_STATED PROBLEM 1_
Answer these about the Scala list-folding thread below, one line each:
(a) What does the asker suspect the fold allocates on every item?
(b) By roughly how much faster did a var implementation seem on large lists than the tail-recursive version?
(c) What does the recursive solution use as its two accumulators instead of tuples?
_STATED PROBLEM 2_
Carry on the Scala list-folding thread below, starting right after its final sentence.

_EXCERPT TO READ_
Efficient way to fold list in scala, while avoiding allocations and vars

I have a bunch of items in a list, and I need to analyze the content to find out how many of them are "complete". I started out with partition, but then realized that I didn't need to two lists back, so I switched to a fold:
val counts = groupRows.foldLeft( (0,0) )( (pair, row) =>
if(row.time == 0) (pair._1+1,pair._2)
else (pair._1, pair._2+1)
)
but I have a lot of rows to go through for a lot of parallel users, and it is causing a lot of GC activity (assumption on my part...the GC could be from other things, but I suspect this since I understand it will allocate a new tuple on every item folded).
for the time being, I've rewritten this as
var complete = 0
var incomplete = 0
list.foreach(row => if(row.time != 0) complete += 1 else incomplete += 1)
which fixes the GC, but introduces vars.
I was wondering if there was a way of doing this without using vars while also not abusing the GC?
EDIT:
Hard call on the answers I've received. A var implementation seems to be considerably faster on large lists (like by 40%) than even a tail-recursive optimized version that is more functional but should be equivalent.
The first answer from dhg seems to be on-par with the performance of the tail-recursive one, implying that the size pass is super-efficient...in fact, when optimized it runs very slightly faster than the tail-recursive one on my hardware.
The cleanest two-pass solution is probably to just use the built-in count method:
val complete = groupRows.count(_.time == 0)
val counts = (complete, groupRows.size - complete)
But you can do it in one pass if you use partition on an iterator:
val (complete, incomplete) = groupRows.iterator.partition(_.time == 0)
val counts = (complete.size, incomplete.size)
This works because the new returned iterators are linked behind the scenes and calling next on one will cause it to move the original iterator forward until it finds a matching element, but it remembers the non-matching elements for the other iterator so that they don't need to be recomputed.
Example of the one-pass solution:
scala> val groupRows = List(Row(0), Row(1), Row(1), Row(0), Row(0)).view.map{x => println(x); x}
scala> val (complete, incomplete) = groupRows.iterator.partition(_.time == 0)
Row(0)
Row(1)
complete: Iterator[Row] = non-empty iterator
incomplete: Iterator[Row] = non-empty iterator
scala> val counts = (complete.size, incomplete.size)
Row(1)
Row(0)
Row(0)
counts: (Int, Int) = (3,2)
I see you've already accepted an answer, but you rightly mention that that solution will traverse the list twice. The way to do it efficiently is with recursion.
def counts(xs: List[...], complete: Int = 0, incomplete: Int = 0): (Int,Int) =
xs match {
case Nil => (complete, incomplete)
case row :: tail =>
if (row.time == 0) counts(tail, complete + 1, incomplete)
else counts(tail, complete, incomplete + 1)
}
This is effectively just a customized fold, except we use 2 accumulators which are just Ints (primitives) instead of tuples (reference types). It should also be just as efficient a while-loop with vars - in fact, the bytecode should be identical.

_DATA ENTRIES_
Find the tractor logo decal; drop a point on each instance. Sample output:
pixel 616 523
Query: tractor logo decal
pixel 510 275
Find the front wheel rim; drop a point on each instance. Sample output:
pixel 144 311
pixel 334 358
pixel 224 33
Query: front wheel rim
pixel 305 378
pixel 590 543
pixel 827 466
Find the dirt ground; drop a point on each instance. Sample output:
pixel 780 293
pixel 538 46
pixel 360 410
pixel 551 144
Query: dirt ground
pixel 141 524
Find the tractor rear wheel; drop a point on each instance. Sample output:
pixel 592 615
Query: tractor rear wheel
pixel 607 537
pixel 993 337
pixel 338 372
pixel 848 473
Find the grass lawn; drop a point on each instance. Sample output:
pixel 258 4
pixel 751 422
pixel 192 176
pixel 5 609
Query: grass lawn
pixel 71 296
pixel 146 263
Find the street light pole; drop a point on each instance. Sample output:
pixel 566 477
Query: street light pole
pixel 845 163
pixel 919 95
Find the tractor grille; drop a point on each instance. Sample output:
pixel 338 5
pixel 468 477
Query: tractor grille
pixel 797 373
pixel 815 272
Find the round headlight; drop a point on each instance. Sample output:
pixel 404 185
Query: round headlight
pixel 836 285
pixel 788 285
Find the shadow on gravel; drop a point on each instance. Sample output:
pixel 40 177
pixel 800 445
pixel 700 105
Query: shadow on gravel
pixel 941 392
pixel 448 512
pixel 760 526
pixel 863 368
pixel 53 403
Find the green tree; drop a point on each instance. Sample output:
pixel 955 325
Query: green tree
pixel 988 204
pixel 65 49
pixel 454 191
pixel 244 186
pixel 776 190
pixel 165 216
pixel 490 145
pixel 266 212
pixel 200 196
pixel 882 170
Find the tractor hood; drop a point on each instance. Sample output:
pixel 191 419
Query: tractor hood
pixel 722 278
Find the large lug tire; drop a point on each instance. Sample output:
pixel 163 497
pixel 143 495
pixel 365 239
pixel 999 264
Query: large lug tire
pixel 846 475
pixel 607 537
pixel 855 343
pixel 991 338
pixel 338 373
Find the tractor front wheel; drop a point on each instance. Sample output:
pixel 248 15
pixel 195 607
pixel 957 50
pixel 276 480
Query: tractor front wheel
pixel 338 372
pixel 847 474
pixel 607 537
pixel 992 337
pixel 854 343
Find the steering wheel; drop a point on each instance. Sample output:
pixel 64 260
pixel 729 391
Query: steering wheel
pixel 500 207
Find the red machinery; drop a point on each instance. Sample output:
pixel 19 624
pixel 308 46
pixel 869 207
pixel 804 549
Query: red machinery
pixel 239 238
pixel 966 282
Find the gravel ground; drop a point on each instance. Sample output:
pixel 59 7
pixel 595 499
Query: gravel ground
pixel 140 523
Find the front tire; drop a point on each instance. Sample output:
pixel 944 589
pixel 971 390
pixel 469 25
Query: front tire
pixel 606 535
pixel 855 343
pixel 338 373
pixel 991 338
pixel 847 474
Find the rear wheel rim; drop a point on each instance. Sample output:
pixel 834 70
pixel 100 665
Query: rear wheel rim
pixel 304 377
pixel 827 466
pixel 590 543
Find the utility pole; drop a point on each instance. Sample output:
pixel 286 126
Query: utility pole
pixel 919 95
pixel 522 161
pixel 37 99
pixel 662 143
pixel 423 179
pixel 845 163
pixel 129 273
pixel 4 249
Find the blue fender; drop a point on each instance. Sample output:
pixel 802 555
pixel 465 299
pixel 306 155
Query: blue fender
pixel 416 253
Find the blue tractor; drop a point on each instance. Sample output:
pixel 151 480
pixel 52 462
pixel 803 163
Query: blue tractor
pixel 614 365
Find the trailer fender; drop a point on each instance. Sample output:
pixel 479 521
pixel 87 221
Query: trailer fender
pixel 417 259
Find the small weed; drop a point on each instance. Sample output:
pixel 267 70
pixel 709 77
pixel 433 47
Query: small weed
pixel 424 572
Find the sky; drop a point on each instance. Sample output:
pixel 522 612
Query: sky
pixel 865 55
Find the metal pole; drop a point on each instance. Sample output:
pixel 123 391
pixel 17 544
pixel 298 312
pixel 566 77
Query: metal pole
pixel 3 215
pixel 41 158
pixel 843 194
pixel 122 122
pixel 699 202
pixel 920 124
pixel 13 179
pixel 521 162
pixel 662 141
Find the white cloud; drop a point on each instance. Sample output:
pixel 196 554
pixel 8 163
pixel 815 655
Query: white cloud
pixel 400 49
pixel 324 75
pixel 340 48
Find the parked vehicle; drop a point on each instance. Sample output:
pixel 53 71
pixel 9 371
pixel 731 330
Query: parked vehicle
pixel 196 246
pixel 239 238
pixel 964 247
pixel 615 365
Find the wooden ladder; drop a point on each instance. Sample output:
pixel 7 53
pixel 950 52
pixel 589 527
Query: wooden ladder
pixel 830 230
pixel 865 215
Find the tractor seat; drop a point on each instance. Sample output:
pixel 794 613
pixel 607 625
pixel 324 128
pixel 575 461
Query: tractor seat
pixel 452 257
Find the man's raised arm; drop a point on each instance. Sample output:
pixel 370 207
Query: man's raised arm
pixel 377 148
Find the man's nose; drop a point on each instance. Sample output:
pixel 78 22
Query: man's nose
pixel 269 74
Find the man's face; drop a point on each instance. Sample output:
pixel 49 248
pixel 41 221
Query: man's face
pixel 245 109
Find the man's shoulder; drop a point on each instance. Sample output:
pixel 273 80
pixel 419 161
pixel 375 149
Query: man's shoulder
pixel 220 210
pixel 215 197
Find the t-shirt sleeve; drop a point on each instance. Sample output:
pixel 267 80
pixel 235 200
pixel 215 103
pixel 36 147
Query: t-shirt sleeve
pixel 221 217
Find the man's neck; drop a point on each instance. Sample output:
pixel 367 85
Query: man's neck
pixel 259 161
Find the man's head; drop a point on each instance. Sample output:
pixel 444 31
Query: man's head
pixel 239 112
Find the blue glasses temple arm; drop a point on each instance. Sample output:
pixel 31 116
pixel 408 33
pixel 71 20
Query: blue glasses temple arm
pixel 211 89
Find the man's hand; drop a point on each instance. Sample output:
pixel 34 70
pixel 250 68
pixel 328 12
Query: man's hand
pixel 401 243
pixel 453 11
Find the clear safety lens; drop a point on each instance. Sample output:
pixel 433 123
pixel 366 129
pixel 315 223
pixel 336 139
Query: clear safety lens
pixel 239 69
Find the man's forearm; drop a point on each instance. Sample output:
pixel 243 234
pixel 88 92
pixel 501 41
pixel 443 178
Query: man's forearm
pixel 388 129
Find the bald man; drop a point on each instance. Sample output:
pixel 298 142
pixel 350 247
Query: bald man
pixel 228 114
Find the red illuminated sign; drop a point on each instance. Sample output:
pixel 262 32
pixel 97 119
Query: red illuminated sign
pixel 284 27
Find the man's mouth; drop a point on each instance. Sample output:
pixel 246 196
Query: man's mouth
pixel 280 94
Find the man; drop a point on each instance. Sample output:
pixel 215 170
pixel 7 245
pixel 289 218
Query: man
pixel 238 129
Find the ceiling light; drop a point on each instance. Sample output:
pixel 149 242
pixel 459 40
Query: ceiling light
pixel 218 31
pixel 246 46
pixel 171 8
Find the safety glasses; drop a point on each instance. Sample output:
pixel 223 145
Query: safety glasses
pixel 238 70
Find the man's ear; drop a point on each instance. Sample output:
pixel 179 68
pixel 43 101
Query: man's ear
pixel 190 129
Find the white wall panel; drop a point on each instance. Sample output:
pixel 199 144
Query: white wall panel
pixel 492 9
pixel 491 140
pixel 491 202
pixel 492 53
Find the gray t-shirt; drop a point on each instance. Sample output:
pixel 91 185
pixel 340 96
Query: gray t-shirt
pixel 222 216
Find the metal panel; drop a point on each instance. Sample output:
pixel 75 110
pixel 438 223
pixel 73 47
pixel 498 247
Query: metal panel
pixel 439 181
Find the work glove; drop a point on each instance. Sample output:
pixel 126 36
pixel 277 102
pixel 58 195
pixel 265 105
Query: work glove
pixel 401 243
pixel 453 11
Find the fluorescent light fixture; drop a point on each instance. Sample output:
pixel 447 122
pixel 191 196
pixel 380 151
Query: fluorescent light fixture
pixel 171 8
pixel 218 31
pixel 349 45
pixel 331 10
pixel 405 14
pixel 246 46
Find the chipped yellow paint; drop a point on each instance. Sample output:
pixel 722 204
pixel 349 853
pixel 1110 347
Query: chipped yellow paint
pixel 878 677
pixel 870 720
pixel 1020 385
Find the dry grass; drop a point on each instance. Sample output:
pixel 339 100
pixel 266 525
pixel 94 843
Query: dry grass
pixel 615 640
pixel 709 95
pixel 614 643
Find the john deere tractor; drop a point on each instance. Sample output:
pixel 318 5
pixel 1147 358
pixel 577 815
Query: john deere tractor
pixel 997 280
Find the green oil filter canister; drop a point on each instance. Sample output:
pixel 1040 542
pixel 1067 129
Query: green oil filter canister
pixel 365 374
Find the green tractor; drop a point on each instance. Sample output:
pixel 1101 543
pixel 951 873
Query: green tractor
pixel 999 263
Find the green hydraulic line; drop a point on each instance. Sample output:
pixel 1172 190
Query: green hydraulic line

_OUTPUT 1_
(a) A new tuple.
(b) About 40%.
(c) Two Ints (primitives).

_OUTPUT 2_
Maybe it's just me, but I prefer using the various specialized folds (.size, .exists, .sum, .product) if they are available. I find it clearer and less error-prone than the heavy-duty power of general folds.
val complete = groupRows.view.filter(_.time==0).size
(complete, groupRows.length - complete)
How about this one? No import tax.
import scala.collection.generic.CanBuildFrom
import scala.collection.Traversable
import scala.collection.mutable.Builder
case class Count(n: Int, total: Int) {
def not = total - n
}
object Count {
implicit def cbf[A]: CanBuildFrom[Traversable[A], Boolean, Count] = new CanBuildFrom[Traversable[A], Boolean, Count] {
def apply(): Builder[Boolean, Count] = new Counter
def apply(from: Traversable[A]): Builder[Boolean, Count] = apply()
}
}
class Counter extends Builder[Boolean, Count] {
var n = 0
var ttl = 0
override def +=(b: Boolean) = { if (b) n += 1; ttl += 1; this }
override def clear() { n = 0 ; ttl = 0 }
override def result = Count(n, ttl)
}
object Counting extends App {
val vs = List(4, 17, 12, 21, 9, 24, 11)
val res: Count = vs map (_ % 2 == 0)
Console println s"${vs} have ${res.n} evens out of ${res.total}; ${res.not} were odd."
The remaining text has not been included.